**Brano fornito**.
--

Di questo avviso è la giurisprudenza che, all'unanimità, ha escluso in tali circostanze, la configurazione dell'usucapione. Citiamo a tal proposito la pronuncia del Tribunale di Tivoli n. 326 del 22/02/2017 confermata dalla sentenza del Tribunale di Milano 4273/2018.
Prima di entrare nel merito delle decisioni dei giudici esaminiamo quelli che sono gli elementi tipici dell'usucapione.
L'usucapione beni immobili è un modo di acquisto della proprietà o di un diritto reale di godimento a titolo originario che si realizza attraverso il possesso protratto per un determinato periodo di tempo.
Affinché si possa acquistare la proprietà del bene è necessaria la presenza di determinati requisiti:
Il legittimo proprietario deve essere a conoscenza dell'uso del bene da parte di altri e deve essersi disinteressato alla rivendicazione del bene. Il disinteresse del titolare del diritto di proprietà si rende evidente qualora per 20 o 10 anni non vengano da lui compiuti atti di contestazione verso il possessore.

--

**Consegna 1**. Individua tutte le righe dei record che contengono la stringa "dorsal", rispettando maiuscole e minuscole.
Il testo sull'usucapione e i record sono materiali distinti fra loro.

--

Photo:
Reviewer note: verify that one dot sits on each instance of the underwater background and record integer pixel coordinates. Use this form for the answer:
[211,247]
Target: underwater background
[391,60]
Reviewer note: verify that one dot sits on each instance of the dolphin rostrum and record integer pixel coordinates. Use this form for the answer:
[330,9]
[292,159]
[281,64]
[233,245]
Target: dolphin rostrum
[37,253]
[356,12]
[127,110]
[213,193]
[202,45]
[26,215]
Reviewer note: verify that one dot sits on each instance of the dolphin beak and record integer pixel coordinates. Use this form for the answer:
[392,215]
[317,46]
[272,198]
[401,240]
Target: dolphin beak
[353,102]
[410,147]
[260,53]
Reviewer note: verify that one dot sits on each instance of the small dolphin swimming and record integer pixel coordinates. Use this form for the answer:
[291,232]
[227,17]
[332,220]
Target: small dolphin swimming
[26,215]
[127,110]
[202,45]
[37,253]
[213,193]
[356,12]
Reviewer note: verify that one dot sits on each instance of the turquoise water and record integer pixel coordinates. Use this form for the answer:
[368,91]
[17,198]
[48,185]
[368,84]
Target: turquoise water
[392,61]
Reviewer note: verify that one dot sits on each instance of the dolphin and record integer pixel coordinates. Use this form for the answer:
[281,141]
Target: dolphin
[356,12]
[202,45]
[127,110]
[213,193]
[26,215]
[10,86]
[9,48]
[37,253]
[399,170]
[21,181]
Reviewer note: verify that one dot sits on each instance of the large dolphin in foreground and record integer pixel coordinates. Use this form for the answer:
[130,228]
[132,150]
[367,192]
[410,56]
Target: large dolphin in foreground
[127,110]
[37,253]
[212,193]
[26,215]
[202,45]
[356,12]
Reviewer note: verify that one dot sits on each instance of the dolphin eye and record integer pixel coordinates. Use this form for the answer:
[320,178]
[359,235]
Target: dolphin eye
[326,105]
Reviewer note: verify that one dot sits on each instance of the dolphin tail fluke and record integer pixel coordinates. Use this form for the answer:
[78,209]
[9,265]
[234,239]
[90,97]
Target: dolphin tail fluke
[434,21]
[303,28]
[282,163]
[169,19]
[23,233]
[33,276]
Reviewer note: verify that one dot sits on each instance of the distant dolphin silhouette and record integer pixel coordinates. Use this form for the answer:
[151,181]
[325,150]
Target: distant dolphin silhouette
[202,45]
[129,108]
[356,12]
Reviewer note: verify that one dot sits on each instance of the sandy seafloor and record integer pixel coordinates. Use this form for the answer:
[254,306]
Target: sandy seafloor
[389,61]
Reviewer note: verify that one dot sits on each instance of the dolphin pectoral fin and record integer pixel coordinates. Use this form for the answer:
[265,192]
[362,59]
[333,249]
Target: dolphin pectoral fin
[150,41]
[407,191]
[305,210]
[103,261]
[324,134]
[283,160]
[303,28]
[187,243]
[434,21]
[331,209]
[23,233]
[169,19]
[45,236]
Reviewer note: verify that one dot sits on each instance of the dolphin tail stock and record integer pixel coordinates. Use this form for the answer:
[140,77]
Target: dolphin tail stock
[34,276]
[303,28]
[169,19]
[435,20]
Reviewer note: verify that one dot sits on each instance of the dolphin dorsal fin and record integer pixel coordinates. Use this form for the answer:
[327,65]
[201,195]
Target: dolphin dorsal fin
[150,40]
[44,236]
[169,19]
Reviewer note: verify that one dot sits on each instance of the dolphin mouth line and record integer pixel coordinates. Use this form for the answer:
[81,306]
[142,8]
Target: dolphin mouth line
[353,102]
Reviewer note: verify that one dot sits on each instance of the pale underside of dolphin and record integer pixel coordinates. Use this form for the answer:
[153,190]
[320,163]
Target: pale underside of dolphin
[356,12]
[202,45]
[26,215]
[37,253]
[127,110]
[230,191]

--

**Consegna 2**. Per favore, porta avanti il testo sull'usucapione a partire dalla sua ultima frase.

**Svolgimento 1**.
Reviewer note: verify that one dot sits on each instance of the dolphin dorsal fin and record integer pixel coordinates. Use this form for the answer:
Target: dolphin dorsal fin

**Svolgimento 2**.
Tenuto conto degli elementi essenziali dell'usucapione che abbiamo sopra evidenziato, possiamo affermare che tra parenti non è possibile tale forma di acquisto della proprietà in quanto in primo luogo il proprietario non ha manifestato il proprio disinteresse nei confronti della casa o del terreno ceduti. Il bene viene infatti concesso in prestito e il proprietario ne tollera la presenza altrui nonché il godimento dello stesso da parte di terze persone.
Il figlio, il fratello o il cugino non possono diventare proprietari qualora abbiano in uso un bene del proprio parente.
Secondo quanto affermato dal Tribunale di Tivoli con sentenza n 326 del 22/02/2017, tra parenti viene a mancare dunque l'elemento del disinteresse da parte del proprietario.
Quest'ultimo concede in comodato d'uso la casa o altro bene e il prestito implica la tolleranza del godimento altrui. Inoltre, il parente al quale il bene viene ceduto per il suo utilizzo non ne è possessore bensì mero detentore che riconosce dunque il carattere altrui della cosa.
Possesso e detenzione sono due concetti giuridicamente differenti e solo il primo è considerato presupposto dell'usucapione.
In conclusione, anche se sono in molti i figli che vorrebbero avviare una procedura di usucapione dopo aver vissuto per più di 20 anni nella casa dei genitori, questo non è possibile.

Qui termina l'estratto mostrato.